Document passage Block Start
Objectives. To asses whether and to what extent the use of prescription medicines has changed among the population of Estonia in 1996 and 2006 and how the use of medicines is related to self-perceived health and incidence of chronic diseases.
Materials and methods. Data from two representative population health surveys in Estonia were employed. There were 4711 respondents in the survey of 1996 and 6436 respondents in the survey of 2006 year. In this study the data on the frequency and causes of the use of medicines, presence of chronic diseases and self-perceived health were used to describe the factors influencing the use of prescription medicines.
Results. During one decade, from 1996 to 2006, the number of people using prescription medicines had significantly increased. In 2006 only one-fifth of the survey participants in the age group over 65 years did not use prescription medicines. Concominant use of multiple prescription medicines was more common than it had been ten years earlier – the number of users two or more prescription medicines had doubled and at least three medicines were used simultaneously by one-quarter of those using prescription medicines. The reasons for using medicines had remained the same, but the number of users had increased in all disease groups, despite the fact that the incidence of chronic diseases had not changed considerably.
Document passage Block End
Information given Block Start
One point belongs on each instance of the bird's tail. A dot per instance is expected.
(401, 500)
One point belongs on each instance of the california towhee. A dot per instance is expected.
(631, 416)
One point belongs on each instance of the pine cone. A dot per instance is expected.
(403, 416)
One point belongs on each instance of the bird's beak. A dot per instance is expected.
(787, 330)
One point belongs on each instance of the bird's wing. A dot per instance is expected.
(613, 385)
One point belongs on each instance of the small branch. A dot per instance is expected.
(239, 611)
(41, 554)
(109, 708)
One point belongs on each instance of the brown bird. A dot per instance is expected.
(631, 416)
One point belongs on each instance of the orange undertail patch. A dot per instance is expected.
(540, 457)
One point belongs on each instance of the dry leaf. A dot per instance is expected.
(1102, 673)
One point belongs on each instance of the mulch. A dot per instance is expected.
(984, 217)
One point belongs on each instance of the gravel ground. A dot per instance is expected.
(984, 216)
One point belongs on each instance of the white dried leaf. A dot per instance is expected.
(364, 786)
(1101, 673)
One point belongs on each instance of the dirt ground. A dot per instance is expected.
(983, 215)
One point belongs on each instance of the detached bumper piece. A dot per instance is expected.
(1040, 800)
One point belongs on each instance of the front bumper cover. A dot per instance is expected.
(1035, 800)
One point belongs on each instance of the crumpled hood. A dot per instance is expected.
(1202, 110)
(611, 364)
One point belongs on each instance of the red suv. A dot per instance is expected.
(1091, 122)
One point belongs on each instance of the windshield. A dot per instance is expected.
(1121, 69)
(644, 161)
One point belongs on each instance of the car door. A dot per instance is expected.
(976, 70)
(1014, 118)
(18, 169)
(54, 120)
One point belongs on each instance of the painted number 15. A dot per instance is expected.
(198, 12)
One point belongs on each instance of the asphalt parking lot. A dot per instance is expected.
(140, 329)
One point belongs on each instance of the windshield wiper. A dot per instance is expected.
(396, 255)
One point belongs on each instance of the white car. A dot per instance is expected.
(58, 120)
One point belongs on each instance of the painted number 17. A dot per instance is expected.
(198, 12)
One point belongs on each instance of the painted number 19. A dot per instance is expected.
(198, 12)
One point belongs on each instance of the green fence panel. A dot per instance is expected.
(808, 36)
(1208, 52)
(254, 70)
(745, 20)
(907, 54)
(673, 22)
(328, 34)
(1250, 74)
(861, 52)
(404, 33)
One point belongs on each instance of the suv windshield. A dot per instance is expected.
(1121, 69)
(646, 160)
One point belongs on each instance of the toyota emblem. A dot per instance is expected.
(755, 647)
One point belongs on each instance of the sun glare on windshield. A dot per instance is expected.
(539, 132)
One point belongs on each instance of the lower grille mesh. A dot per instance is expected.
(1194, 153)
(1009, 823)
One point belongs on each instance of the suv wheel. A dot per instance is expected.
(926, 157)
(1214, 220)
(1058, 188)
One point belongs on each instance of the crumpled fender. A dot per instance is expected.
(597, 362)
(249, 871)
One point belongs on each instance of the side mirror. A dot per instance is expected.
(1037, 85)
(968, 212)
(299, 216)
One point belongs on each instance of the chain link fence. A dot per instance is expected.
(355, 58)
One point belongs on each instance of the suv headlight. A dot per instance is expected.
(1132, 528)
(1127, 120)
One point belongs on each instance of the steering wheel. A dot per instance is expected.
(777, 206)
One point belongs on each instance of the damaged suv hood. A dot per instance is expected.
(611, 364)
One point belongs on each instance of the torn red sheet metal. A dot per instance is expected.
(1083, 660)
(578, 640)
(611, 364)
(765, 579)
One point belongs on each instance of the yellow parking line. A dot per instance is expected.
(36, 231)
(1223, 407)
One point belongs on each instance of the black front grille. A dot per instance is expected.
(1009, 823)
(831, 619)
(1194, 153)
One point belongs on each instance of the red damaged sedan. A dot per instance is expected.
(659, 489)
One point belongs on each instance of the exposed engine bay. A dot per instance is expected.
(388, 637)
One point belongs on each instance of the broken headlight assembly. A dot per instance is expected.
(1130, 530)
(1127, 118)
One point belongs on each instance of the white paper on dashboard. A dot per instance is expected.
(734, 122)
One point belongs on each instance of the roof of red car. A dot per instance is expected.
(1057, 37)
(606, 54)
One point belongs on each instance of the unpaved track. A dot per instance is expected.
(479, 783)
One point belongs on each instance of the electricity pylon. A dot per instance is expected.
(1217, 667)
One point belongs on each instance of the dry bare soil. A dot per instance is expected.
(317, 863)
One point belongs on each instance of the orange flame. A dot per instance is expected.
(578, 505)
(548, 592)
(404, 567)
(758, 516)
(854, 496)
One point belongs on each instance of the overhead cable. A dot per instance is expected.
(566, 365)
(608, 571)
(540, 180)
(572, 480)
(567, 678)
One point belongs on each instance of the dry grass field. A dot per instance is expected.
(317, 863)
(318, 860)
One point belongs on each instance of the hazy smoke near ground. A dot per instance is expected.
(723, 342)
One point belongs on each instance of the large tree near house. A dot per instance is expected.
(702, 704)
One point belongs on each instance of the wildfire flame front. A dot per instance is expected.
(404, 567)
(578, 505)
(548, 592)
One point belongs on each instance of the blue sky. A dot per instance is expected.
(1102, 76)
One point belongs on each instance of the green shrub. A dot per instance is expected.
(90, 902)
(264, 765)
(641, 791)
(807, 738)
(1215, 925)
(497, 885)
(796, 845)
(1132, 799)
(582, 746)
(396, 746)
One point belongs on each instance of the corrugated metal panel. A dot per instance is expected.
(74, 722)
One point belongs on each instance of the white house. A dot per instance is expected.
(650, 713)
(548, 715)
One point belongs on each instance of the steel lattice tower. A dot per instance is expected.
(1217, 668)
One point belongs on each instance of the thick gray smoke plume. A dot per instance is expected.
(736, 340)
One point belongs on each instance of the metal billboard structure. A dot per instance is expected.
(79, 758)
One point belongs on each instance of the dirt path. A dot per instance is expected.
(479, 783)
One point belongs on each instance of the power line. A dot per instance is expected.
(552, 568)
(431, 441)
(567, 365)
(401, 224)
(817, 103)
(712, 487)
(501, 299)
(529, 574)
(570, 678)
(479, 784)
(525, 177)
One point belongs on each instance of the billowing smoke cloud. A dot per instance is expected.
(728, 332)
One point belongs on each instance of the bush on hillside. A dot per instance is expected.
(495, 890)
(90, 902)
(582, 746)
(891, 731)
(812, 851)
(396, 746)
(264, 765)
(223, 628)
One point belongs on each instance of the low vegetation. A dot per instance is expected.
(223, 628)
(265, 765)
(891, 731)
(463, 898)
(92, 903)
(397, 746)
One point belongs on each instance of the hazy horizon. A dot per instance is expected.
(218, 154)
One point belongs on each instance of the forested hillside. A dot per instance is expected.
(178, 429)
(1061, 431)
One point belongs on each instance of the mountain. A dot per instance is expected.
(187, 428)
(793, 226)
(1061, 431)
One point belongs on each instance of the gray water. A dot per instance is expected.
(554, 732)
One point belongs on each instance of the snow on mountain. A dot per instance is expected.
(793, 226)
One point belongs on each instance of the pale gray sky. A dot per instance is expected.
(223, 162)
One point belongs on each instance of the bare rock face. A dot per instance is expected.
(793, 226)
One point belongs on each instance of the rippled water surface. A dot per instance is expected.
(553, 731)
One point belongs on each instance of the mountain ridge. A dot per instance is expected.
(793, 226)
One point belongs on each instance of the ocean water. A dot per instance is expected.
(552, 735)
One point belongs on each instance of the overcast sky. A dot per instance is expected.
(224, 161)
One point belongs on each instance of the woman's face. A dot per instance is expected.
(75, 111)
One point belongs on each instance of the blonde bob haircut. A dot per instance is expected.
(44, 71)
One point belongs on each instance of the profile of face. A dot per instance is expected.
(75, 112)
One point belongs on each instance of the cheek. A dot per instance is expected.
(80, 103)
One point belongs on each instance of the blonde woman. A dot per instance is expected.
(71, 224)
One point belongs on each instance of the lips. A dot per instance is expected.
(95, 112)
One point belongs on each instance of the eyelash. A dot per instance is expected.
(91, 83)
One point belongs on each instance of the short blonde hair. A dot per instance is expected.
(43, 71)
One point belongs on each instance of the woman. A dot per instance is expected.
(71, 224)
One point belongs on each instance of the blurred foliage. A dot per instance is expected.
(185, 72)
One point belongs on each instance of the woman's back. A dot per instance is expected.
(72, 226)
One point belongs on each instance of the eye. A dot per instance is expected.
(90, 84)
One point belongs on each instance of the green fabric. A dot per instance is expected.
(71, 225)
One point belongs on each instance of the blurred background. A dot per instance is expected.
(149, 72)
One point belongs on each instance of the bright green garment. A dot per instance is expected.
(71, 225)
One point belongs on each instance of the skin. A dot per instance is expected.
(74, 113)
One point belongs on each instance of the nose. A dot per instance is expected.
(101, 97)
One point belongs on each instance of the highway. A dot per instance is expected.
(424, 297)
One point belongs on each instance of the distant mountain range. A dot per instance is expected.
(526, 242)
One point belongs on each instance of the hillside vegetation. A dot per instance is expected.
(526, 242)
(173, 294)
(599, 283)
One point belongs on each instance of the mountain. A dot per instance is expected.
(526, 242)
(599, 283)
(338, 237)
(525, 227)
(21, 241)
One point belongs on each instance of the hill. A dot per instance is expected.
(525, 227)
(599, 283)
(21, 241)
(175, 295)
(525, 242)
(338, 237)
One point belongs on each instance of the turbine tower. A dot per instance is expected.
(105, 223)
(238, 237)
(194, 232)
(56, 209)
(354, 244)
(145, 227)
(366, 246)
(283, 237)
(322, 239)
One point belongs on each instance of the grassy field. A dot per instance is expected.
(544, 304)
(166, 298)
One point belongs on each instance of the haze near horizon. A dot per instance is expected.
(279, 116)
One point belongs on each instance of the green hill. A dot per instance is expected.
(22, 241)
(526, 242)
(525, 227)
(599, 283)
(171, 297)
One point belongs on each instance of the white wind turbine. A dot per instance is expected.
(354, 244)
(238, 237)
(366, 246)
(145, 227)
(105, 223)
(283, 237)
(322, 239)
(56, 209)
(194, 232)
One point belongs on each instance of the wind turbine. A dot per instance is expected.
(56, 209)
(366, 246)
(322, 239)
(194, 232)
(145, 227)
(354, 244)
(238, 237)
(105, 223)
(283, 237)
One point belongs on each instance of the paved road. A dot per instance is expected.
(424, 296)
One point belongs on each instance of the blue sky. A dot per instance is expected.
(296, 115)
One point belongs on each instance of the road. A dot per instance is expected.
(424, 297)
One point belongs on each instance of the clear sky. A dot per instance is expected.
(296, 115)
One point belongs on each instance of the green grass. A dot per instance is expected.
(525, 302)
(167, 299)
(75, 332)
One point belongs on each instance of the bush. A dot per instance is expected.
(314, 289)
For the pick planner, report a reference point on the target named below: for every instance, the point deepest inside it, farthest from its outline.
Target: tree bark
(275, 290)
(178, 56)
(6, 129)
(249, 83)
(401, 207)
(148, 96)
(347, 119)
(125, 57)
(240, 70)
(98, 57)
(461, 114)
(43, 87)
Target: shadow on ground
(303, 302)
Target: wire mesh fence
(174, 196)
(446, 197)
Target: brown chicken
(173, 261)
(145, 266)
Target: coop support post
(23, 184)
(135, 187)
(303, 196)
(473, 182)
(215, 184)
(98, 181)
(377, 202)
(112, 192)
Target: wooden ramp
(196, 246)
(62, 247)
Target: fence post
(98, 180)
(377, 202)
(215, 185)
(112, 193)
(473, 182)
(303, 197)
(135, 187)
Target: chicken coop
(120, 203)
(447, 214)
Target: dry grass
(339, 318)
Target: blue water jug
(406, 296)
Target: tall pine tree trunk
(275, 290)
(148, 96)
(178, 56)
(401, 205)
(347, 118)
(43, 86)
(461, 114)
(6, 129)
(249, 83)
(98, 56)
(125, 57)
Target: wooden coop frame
Information given Block End
■ What you will do:
Proceed with the abstract on prescription medicine use in Estonia, picking up after its last sentence. The records can be ignored.

■ Exercise output:
Conclusion. Among the population of Estonia there were significantly more people who used medicines prescribed by the physician in 2006 than in 1996, and also several medicines were prescribed more frequently. Despite the small increase in the incidence of chronic diseases, the number of people in Estonia with chronic diseases who were permanently using prescription medicines as well as polypharmacotherapy had increased considerably.